- **Görevler**:
1. Oyun yazısına göre şu soruları cevaplayın:
(a) Envanterin sol tarafında ne tür nesneler duruyor?
(b) Bant şişeye kullanılınca ne oluyor?
(c) Karakter iyice kötü durumdayken ekranın altında ne çıkıyor?
2. Oyun yazısına göre tuşlara neden kısa yollar atanmış? Bir ile üç cümle arasında açıklayın.
3. Envanter ve hasar sistemini anlatan oyun yazısını kaldığı yerden sürdürün.

- **Çalışma metni**:
Çift taraflı bandın kullanım alanları
Birazda envanter sisteminden söz edeyim. Yön tuşlarında aşağıya bastığınızda Edward ceketini açıp elindekileri gösteriyor. Hani sokakta gözlük, saat gibi şeyler satanlar var ya aynen o hesap. Sol tarafta bant, çakmak gibi ufak nesneler dururken sağ tarafta alkol şişesi, sağlık spreyi gibi daha büyük nesneler duruyor. Yer hem ufak hem de sınırlı yapılmış. Sizin yaratıkları öldürme şekliniz ve çevreyle olan ilgilinize göre kişisel bir envanter hazırlıyorsunuz. Yani aynı anda hem mototof kokteyli hazırlayıp hem de spreyi alev makinesi olarak kullanamıyorsunuz. Mutlaka bazı eşyalar dışarıda kalıyor. Bu oyuna hem biraz zorluk getirirken, bence biraz da sınırlandırmış. Tahmin edeceğiniz gibi elinizdekileri birbirleriyle kombine etmek mümkün. Bandı şişeye kullandığınızda attığınız yere yapışmasını sağlıyorsunuz.
Alkolü silahınıza kullandığınızda ise alevli mermiler atmaya başlıyorsunuz. Bu birkaç örnek gibi aklınıza gelebilecek bir sürü kombinasyon deneyebilirsiniz. Zaten oyun içinde geçen bulmacaların birçoğunda bunları deniyorsunuz. Kullanabileceğiniz çok çeşitli nesneler olup sizin sınırlı zamanınız olmasından dolayı tuşlara kısa yollar atanmış. Yaptığınız temel kombinasyonları buralara atayarak hızlıca istediğinizi elde edebiliyorsunuz. Mesela A tuşuna fener + silah, B tuşuna içki şişesi + silah gibi kaydedebilirsiniz. Hasar konusunda özellikle bir gösterge hazırlanmamış. Dayak yedikçe karakterinizin kolları, bacakları, sırtı yaralanmaya başlıyor. İyice kötü olduğunda ise neredeyse kemikleriniz gözüküyor ve altta bir zaman sayacı çıkıyor. Eğer zaman dolmadan bir müdahale yapamazsınız kan kaybından ölüyorsunuz. O süre zarfında arkanızda devamlı kan izlerini görmek de hoş bir detay.
Yakarım bu şehri!

- **Toplanan veriler**:

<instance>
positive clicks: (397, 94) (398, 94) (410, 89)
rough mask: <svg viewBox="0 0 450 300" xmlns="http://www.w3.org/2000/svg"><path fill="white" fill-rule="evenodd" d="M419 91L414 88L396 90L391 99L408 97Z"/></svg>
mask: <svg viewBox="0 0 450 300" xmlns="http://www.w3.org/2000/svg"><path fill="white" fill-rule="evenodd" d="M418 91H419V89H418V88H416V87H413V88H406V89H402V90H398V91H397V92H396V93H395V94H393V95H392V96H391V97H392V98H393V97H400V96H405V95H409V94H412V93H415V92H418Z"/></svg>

- **Görev cevapları**:
1.
(a) Bant, çakmak gibi ufak nesneler duruyor.
(b) Şişe atıldığı yere yapışıyor.
(c) Bir zaman sayacı çıkıyor.

2. Kullanılabilecek çok çeşitli nesne var ama oyuncunun zamanı sınırlı. Bu yüzden temel kombinasyonlar tuşlara kaydediliyor ve istenen şey hızlıca elde edilebiliyor.

3.
Yukarıda da söylediğim gibi yapımcılar özellikle ateşin üzerine çok gitmişler. Şimdiye kadar yapılmış en iyi görünümlü ve işleve sahip alev diyebilirim. Yangın ufacık kıvılcımdan koskoca odayı yakacak kadar alevlenebiliyor. Kapıları vurarak kırmak gibi tutuşturarak da yıkabiliyorsunuz. Ortamlar her ne kadar gerilim oyunu da olsa son derece gerçekçi hazırlanmış. Tuvalette uğrayacağınız bir doğaüstü saldırıdan sağ çıkmayı başardığınızda etrafın tamamen kırıldığını göreceksiniz. Bölümler çok büyük tasarlanmamış, parkın tamamını hiç yükleme ekranı görmeden dolaşmak mümkün. Görev için binalara girip kısım kısım geziyorsunuz. Her bina kendine göre ihtişamlı hazırlanmış. Müzede güzel heykeller, büyük gösterişli sütunlar görselliği zenginleştirmiş. Karakterler de çok kaliteli ve gerçekçi hazırlanmış. Özellikle yüzlere önem verildiği belli. Konuşurken en ufak mimik bile göze çarpıyor. Yaratıklar fazla çeşitli olmasa da az ve öz olmuş. Gerek videolarda yakından görüntüleri gerekse oyun içindeki halleri ürkütücü. Müziklere bayıldım. Gerçi oyun sırasında pek duymuyorsunuz. Önemli olaylarda arka fonda oluyor. Bölüm aralarında ve hatırlatmalarda çalan şarkılar çok kaliteli.
Dikensiz gül olur mu hiç?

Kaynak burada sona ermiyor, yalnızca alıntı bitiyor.